Required action: List every keyword in the research article on men's participation and sexually transmitted infections after the Merapi eruption, shown below.

RESEARCH ARTICLE

Issues Related to Men Participation Towards Incidence of Sexually Transmitted Infections (STIs) After The Merapi Eruption 2010 in Indonesia

The Open Public Health Journal 15 Nov 2019 RESEARCH ARTICLE DOI: 10.2174/1874944501912010430

Abstract

Background:

Sexual and Reproductive Health (SRH) issues often get less priority than other aspects of humanitarian health response in emergencies and disasters. We aimed to explore the men’s perceptions of Sexually Transmitted Infections (STIs), men’s involvement, and barriers to STIs prevention among men in the affected area by Merapi eruption 2010.

Methods:

The study used qualitative content analysis. Data were collected through face-to-face in-depth interviews with 2 participants living with STIs and focus on group discussions with 22 participants who witnessed Merapi eruption 2010 from December 2016 to March 2017 in Sleman District, the Special Region of Yogyakarta Province, Indonesia, including academicians, community leaders and community health workers.

Results:

Participants from the disaster site were mostly senior high school graduates aged between 33 and 46 years. Four themes developed from fourteen categories that represented the men’s perceptions of STIs, men’s involvement, and barriers to the STIs prevention among men in the affected area by Merapi eruption 2010, were revealed from the investigation.

Conclusion:

Low participation of men in STIs prevention has led to poor SRH outcomes among women. Nurses have a main role in Disaster Risk Reduction (DRR) to enhance the awareness and understanding of people in preparedness for future disasters. Thus, it is necessary for nurses and other health professionals involved in DRR to optimize coordination with community leaders, community health volunteers (health cadres), and other stakeholders to prevent the transmission of communicable diseases in the community.

Keywords: Men participation, Merapi eruption 2010, Reproductive health, Sexually Transmitted Infections (STIs), Disaster Risk Reduction, Communicable diseases.

Text-to-region grounding data
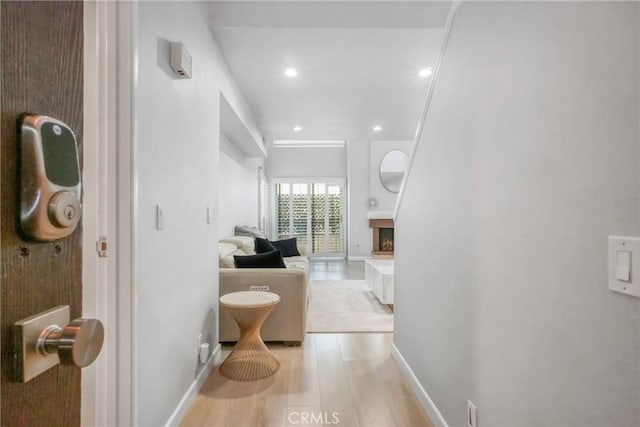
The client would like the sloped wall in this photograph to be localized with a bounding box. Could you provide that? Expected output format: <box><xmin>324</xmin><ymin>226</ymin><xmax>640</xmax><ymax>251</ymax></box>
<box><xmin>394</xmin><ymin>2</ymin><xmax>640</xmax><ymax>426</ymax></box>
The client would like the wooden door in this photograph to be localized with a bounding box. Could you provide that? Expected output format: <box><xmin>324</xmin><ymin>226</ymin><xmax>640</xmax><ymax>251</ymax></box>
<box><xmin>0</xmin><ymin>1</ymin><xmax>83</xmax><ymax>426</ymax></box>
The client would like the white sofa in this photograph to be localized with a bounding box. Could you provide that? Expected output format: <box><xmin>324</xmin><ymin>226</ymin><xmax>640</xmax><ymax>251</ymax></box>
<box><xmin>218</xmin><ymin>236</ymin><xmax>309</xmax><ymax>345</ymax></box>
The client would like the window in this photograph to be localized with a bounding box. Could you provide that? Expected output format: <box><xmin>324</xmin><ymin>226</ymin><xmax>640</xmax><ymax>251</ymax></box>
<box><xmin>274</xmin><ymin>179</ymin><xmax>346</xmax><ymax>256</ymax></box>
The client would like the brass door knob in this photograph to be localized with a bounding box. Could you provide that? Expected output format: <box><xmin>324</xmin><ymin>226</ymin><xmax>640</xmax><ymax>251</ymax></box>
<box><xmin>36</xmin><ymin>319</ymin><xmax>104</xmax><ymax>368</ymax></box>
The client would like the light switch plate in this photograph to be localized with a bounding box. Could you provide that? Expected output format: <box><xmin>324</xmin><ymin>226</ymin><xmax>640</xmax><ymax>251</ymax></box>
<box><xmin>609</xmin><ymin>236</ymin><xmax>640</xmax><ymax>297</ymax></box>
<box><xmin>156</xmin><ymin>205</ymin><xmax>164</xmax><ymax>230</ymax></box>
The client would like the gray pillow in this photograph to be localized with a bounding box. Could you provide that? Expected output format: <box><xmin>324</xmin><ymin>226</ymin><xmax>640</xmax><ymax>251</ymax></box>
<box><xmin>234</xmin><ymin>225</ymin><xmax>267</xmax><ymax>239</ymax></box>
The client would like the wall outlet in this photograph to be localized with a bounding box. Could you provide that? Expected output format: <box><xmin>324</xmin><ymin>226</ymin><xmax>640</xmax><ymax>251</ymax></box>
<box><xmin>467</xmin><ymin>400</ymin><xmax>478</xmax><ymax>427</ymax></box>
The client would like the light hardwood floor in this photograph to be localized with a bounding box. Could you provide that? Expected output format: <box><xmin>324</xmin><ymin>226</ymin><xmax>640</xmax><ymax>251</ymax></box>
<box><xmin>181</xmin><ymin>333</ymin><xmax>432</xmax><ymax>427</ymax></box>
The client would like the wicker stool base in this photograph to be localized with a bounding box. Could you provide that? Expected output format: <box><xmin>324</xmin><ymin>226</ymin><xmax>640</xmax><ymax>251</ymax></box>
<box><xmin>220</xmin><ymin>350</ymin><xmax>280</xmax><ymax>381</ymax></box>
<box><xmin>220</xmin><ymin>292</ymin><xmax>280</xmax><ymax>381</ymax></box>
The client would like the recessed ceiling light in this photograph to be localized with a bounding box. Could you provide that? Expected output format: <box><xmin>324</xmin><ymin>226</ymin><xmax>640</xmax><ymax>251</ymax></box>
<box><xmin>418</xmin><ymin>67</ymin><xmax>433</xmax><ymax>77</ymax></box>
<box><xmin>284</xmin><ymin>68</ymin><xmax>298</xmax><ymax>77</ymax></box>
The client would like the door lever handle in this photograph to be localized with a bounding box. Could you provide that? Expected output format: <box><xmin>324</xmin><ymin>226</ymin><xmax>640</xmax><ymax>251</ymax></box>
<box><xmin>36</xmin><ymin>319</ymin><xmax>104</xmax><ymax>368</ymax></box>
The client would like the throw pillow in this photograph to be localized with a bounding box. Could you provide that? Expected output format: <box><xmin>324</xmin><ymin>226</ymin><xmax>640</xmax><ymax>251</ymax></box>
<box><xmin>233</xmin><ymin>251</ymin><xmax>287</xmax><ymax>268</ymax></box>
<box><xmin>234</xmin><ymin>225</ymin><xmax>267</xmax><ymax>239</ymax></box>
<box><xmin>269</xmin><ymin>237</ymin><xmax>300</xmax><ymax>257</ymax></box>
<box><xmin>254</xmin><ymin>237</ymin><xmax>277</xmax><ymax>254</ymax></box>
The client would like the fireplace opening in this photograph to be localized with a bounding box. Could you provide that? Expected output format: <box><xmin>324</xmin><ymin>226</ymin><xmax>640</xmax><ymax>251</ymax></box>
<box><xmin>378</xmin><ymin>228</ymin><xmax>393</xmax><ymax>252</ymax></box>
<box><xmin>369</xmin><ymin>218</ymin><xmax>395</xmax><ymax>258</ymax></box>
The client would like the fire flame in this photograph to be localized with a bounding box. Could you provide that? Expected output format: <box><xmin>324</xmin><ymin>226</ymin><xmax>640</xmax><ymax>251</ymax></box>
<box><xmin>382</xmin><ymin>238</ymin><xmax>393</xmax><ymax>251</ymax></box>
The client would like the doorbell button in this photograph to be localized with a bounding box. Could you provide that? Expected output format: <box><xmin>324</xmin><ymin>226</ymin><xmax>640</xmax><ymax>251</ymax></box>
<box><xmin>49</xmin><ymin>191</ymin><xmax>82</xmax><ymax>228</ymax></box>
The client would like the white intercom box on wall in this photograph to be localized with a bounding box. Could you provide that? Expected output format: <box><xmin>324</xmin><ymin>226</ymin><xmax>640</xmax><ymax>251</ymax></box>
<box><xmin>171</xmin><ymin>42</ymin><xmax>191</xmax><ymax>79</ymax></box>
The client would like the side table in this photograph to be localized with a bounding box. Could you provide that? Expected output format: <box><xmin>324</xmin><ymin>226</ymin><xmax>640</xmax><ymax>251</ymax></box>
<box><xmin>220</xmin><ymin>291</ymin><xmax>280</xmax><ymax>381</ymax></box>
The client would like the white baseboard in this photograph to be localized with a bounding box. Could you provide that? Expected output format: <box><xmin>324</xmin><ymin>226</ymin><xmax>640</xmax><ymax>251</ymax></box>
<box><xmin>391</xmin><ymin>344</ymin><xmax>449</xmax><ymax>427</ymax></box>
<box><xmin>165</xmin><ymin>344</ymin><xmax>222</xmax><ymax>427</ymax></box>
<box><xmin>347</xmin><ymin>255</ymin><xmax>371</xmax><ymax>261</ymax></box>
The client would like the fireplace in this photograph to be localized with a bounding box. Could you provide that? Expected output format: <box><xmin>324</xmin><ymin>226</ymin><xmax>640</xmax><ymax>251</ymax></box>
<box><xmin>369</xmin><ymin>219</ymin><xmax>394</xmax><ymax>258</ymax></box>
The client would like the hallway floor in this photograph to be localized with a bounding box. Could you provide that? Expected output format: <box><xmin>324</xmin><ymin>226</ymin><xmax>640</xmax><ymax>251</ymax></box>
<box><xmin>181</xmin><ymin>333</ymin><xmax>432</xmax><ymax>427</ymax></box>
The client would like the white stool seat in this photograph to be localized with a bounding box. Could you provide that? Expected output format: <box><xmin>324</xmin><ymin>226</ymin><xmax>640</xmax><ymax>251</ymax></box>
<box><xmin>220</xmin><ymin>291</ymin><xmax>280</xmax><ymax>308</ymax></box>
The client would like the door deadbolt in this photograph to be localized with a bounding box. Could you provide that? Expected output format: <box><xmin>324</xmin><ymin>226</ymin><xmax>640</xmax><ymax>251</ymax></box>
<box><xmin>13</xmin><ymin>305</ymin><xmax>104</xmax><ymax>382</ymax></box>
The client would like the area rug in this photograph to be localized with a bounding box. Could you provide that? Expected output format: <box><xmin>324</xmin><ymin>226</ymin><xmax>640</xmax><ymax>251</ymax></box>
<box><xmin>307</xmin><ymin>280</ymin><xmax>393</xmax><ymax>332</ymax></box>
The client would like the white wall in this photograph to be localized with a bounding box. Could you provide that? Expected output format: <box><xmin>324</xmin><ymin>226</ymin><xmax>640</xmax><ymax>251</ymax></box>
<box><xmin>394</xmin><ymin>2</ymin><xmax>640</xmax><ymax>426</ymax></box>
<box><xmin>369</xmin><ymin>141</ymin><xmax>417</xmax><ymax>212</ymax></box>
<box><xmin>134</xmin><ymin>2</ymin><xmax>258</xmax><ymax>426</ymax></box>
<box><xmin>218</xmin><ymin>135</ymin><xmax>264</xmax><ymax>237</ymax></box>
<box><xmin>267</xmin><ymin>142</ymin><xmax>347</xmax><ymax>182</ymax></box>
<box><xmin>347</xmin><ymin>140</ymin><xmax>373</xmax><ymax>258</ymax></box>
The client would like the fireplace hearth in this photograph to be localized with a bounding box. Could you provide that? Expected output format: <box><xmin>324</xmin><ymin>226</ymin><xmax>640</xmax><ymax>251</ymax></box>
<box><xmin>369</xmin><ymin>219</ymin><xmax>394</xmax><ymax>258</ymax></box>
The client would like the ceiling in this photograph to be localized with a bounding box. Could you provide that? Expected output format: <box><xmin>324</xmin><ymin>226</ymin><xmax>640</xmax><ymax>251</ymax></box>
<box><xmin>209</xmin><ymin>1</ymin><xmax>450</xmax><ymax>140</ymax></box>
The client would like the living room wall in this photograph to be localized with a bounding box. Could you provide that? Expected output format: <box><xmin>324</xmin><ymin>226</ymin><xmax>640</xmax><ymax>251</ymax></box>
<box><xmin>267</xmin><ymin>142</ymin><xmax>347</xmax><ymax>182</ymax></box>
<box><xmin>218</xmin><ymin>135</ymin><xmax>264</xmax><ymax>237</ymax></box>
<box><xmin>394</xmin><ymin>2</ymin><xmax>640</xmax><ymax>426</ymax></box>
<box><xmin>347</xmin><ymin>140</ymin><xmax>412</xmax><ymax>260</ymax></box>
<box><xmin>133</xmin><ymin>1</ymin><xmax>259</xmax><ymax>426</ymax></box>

Answer space: Men participation; Merapi eruption 2010; Reproductive health; Sexually Transmitted Infections (STIs); Disaster Risk Reduction; Communicable diseases